Exercise description: In the Linux boot process text below, at what memory address does BIOS place the bootable sector it copies?

Source extract:
Linux Systems Boot Process

The Linux Boot Process: From Power Button to Kernel

Part 1 — From power button to the kernel’s first breath

Part 2 — Leaving real mode, stepping through 32‑bit land, and arriving in 64‑bit

Part 3 — Unpacking the real kernel, fixing addresses, and why Linux sometimes moves itself

You press the power button. A second later a wall of text scrolls by, or a logo fades in, and eventually Linux appears. What happens in between is not magic. It is a careful handshake between tiny programs and a very literal CPU. This part follows that handshake until the very first line of C code inside the Linux kernel runs.

When power stabilizes, the CPU resets itself to a tiny, old‑fashioned mode called real mode. Real mode dates back to the original 8086 chip. The rules are simple on purpose. Memory addresses are built from two values the CPU keeps in special fast storage called registers. You combine a segment and an offset like this:

If you see numbers like 0xFFFFFFF0, that is hexadecimal. Hex is base 16. We write 0x in front to make that clear. 0x10 is 16 in everyday counting. 0x100000 is 1 megabyte. Hex lines up nicely with how hardware stores bits, which is why you see it everywhere in low‑level code.

Right after reset the CPU jumps to a special address called the reset vector at 0xFFFFFFF0. Think of it as a permanent bookmark that says “start here.” There is room for almost nothing at that address, so manufacturers put a short jump there that passes control to the firmware on your motherboard.

Tiny explainer: register A register is a tiny slot inside the CPU. It holds a number the CPU is using right now. Names like CS and IP are register names. CS means “code segment,” which marks the current neighborhood for instructions. IP means “instruction pointer,” which marks which instruction comes next.

BIOS stands for Basic Input Output System. It is the older style. BIOS does a quick health check called POST, looks at the boot order, and tries each device. If it finds a disk whose very first 512‑byte sector ends with the marker bytes 0x55 and 0xAA, it treats that device as bootable. BIOS copies that sector to memory at 0x7C00 and jumps there. That sector is tiny, so it usually knows only how to load the next, larger piece.

UEFI is the modern replacement. It still starts the machine, but it understands filesystems directly and can load bigger boot programs without the old “first sector” dance. UEFI also passes richer information to the operating system. Different path, same goal: hand control to a boot program that can load Linux.

GRUB also fills out a small structure called the setup header with useful facts: where it placed the kernel, where the command line lives, where the initrd is if you have one. Then it jumps into the setup program.

It lines up the segment registers so memory copies behave the same way every time. Names you’ll see here are CS for code, DS for data, and SS for stack. It also clears a single CPU bit called the “direction flag” so copy instructions move forward through memory.

Information given:
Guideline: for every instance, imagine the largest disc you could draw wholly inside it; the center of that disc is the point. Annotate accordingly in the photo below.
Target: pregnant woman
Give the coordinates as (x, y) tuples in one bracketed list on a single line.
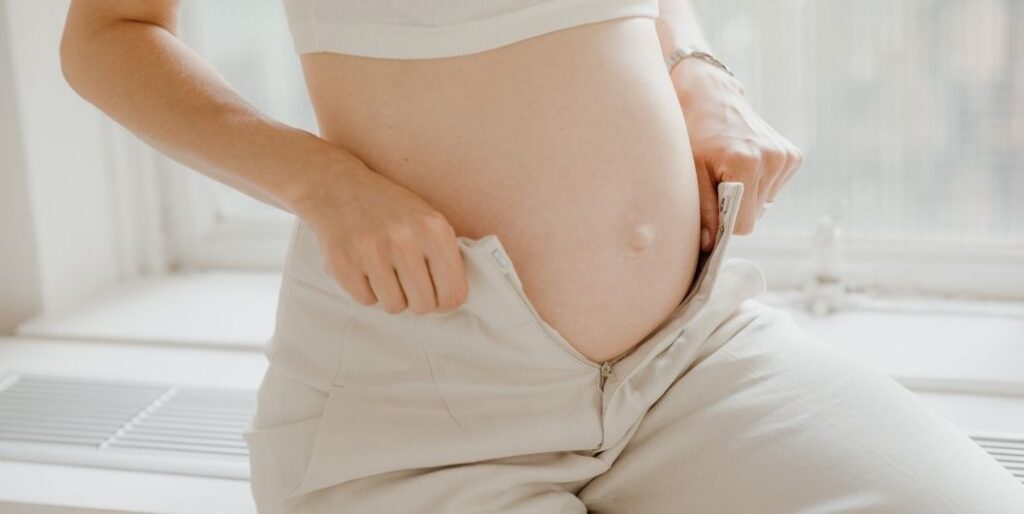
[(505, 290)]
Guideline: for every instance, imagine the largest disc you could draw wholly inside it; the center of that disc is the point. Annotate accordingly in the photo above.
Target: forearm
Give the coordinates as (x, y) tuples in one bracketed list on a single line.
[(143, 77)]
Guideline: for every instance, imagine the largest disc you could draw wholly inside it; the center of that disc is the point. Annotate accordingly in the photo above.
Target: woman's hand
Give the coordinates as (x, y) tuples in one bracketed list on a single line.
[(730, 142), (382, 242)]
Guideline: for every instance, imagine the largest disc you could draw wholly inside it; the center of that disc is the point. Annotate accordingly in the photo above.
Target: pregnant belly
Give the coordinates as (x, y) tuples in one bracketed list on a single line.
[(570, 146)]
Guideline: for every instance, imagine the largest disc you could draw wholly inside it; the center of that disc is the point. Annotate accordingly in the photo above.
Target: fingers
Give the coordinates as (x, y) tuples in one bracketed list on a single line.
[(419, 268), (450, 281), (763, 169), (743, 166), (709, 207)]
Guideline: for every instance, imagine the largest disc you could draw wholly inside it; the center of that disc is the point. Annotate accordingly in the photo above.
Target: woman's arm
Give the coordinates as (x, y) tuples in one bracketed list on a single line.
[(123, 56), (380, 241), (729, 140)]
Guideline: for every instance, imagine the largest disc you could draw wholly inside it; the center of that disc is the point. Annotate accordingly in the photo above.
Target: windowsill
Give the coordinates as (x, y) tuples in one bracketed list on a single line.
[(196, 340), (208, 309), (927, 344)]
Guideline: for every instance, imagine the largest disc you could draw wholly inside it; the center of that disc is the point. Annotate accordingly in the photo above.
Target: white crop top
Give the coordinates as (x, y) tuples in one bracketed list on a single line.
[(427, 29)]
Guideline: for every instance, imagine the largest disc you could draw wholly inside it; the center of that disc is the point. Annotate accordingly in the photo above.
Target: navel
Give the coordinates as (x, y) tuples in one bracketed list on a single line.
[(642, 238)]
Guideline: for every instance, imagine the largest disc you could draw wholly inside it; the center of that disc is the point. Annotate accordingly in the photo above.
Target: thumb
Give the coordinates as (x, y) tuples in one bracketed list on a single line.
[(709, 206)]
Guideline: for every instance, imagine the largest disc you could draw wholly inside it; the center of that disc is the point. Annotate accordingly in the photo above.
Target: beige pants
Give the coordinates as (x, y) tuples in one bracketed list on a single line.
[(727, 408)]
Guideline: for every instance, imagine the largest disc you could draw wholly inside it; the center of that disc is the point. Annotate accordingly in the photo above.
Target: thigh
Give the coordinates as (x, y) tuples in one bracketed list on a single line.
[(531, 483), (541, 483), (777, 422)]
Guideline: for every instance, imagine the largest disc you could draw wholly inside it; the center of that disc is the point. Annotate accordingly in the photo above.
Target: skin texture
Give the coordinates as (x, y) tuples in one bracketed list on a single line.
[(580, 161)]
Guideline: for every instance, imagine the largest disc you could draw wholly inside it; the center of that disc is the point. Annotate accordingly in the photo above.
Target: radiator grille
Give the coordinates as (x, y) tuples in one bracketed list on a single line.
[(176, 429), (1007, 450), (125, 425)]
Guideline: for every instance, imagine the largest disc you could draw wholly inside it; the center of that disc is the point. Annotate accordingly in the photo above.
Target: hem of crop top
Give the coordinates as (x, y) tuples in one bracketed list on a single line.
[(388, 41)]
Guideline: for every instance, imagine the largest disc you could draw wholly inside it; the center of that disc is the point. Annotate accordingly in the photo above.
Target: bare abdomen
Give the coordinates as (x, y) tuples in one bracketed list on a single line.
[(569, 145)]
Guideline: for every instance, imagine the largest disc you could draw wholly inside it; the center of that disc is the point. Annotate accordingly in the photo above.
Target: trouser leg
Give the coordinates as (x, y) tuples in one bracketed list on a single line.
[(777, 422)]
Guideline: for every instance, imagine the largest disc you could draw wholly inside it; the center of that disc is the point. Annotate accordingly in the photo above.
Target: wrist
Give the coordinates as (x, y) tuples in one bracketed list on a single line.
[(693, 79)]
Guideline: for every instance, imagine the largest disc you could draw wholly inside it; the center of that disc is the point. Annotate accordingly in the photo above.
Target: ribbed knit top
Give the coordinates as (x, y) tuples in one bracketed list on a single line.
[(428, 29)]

Finished answer: 0x7C00